Les machines mécanographiques utilisées par les administrations et l'industrie, au coeur du livre d'Edwin Black sur leur utilisation par les nazis, ne sont pas des ordinateurs. C'est pourtant à la même période que l'informatique moderne apparaît, mais dans les laboratoires. «Les ordinateurs sont le fruit de la Seconde Guerre mondiale et de la guerre froide», dit Pierre-Eric Mounier-Kuhn.
La première rupture date du milieu de la guerre, en réponse aux besoins des armées en matière de calcul balistique ou de décryptage des communications de l'ennemi. Idée: remplacer les rouages mécaniques des machines à cartes perforées par des composants électroniques et notamment des tubes à vide utilisés jusque-là pour les radios ou les radars. En 1943, le Colossus est conçu selon ce principe: bâti à Bletchey Park, à côté de Londres, il sert à casser les codes de la machine Enigma, utilisée par les Allemands. Cet engin, qui occupe une grande pièce, est manipulé par des opérateurs avec des bandes perforées et des fiches électriques, comme sur un standard téléphonique.

--------------------------------

▸ CONSIGNES ET EXERCICES
(A) Résumez en deux phrases le texte sur les premiers ordinateurs.
(B) Répondez à ces questions sur le texte sur les premiers ordinateurs :
(i) D'après Pierre-Eric Mounier-Kuhn, de quoi les ordinateurs sont-ils le fruit ?
(ii) En quelle année le Colossus est-il conçu ?
(iii) Avec quoi les opérateurs manipulent-ils le Colossus ?
(C) Recopiez sans rien changer le passage du texte sur les premiers ordinateurs qui commence à « La première rupture » et se termine à « un standard téléphonique. ».

▸ EXTRAIT DES DONNÉES

--------------------------------

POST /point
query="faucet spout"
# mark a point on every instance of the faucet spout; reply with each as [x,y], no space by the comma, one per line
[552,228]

--------------------------------

▸ RÉPONSES ATTENDUES
(A) Les machines mécanographiques dont parle le livre d'Edwin Black n'étaient pas des ordinateurs, mais l'informatique moderne est née à la même époque dans les laboratoires, issue de la Seconde Guerre mondiale et de la guerre froide. Au milieu de la guerre, pour les besoins des armées, on a remplacé les rouages mécaniques par des composants électroniques comme les tubes à vide, ce qui a donné en 1943 le Colossus, construit près de Londres pour casser les codes de la machine Enigma.

(B)
(i) De la Seconde Guerre mondiale et de la guerre froide.
(ii) En 1943.
(iii) Avec des bandes perforées et des fiches électriques.

(C)
La première rupture date du milieu de la guerre, en réponse aux besoins des armées en matière de calcul balistique ou de décryptage des communications de l'ennemi. Idée: remplacer les rouages mécaniques des machines à cartes perforées par des composants électroniques et notamment des tubes à vide utilisés jusque-là pour les radios ou les radars. En 1943, le Colossus est conçu selon ce principe: bâti à Bletchey Park, à côté de Londres, il sert à casser les codes de la machine Enigma, utilisée par les Allemands. Cet engin, qui occupe une grande pièce, est manipulé par des opérateurs avec des bandes perforées et des fiches électriques, comme sur un standard téléphonique.